▶ [SELECTED TEXT]:

⁂

Brand names and designer labels all have their logos: Rolex, Neiman Marcus, Rolls Royce, Harley Davidson, Gucci, Louis Vuitton to name a few. These labels are driven, worn, or purchased to impress, enhance, amaze and influence.
Yet often people are labeled in a way that does the opposite. They are forever marked or tarnished by an incident, gossip, or preconceived prejudices. Sadly, once marked with that indelible ink it is almost impossible to erase.
It was the middle of March and I arrived home from work tired and spent. It had been a difficult day. The house was a mess and as I began cleaning it up before my husband arrived home I remembered he had a late meeting, so I had a little time to relax.
While sitting at the dining table my 20 year old daughter came in holding a gift bag. Sheepishly, she sat down at the table and handed me the bag. With an undiscernible look on her face, I accepted the bag. Wondering why she would give me a gift now, I glanced inside.
As I moved the tissue paper inside I saw what it was and my heart stopped. Looking back up at her I saw her excited smile, but I didn’t respond with enthusiasm. My daughter was pregnant. My first born was going to be an unwed mother…..AND…. the baby was going to be of mixed-race.

⁂

▶ [WHAT TO DO]:
[1] According to the essay on labels, when did the writer come home from work tired and spent?
[2] Say whether each statement agrees with the essay on labels, quoting the words that decide it: (a) The writer's husband was expected home soon that evening. (b) The daughter who brought the gift bag was 20 years old. (c) The writer met the daughter's news with enthusiasm.

⁂

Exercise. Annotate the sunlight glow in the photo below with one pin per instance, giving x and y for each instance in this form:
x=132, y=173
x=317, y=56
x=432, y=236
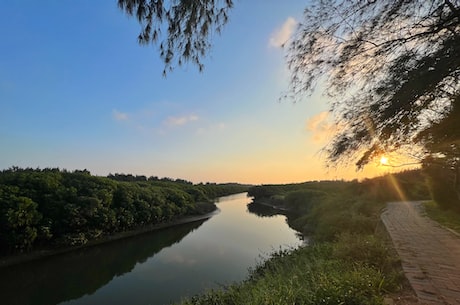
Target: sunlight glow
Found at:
x=384, y=160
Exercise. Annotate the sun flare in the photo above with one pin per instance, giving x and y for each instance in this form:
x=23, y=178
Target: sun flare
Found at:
x=384, y=160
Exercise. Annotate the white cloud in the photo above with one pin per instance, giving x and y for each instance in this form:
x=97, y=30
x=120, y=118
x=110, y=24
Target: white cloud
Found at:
x=281, y=35
x=180, y=120
x=119, y=116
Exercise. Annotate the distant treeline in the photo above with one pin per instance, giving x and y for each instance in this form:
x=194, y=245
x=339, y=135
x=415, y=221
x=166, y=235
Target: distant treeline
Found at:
x=45, y=208
x=323, y=210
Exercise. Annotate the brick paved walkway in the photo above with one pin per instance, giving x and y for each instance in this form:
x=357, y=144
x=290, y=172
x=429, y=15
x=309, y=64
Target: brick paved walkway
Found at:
x=430, y=254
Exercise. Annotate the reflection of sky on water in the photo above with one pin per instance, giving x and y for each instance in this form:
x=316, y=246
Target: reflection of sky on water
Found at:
x=219, y=252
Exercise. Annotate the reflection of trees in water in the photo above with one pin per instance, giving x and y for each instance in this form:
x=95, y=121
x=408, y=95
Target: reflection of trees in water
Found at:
x=72, y=275
x=263, y=210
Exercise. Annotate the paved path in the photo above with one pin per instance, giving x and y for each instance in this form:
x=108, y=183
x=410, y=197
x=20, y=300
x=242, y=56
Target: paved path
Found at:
x=430, y=254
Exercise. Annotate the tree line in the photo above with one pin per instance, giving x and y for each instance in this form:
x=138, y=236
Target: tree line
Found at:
x=46, y=208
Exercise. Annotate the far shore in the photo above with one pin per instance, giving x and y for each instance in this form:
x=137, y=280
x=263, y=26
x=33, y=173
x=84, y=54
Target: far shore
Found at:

⁂

▶ [RESULTS IN ORDER]:
[1] In the middle of March.

[2]
(a) No: "I remembered he had a late meeting, so I had a little time to relax."
(b) Yes: "my 20 year old daughter came in holding a gift bag."
(c) No: "I didn’t respond with enthusiasm."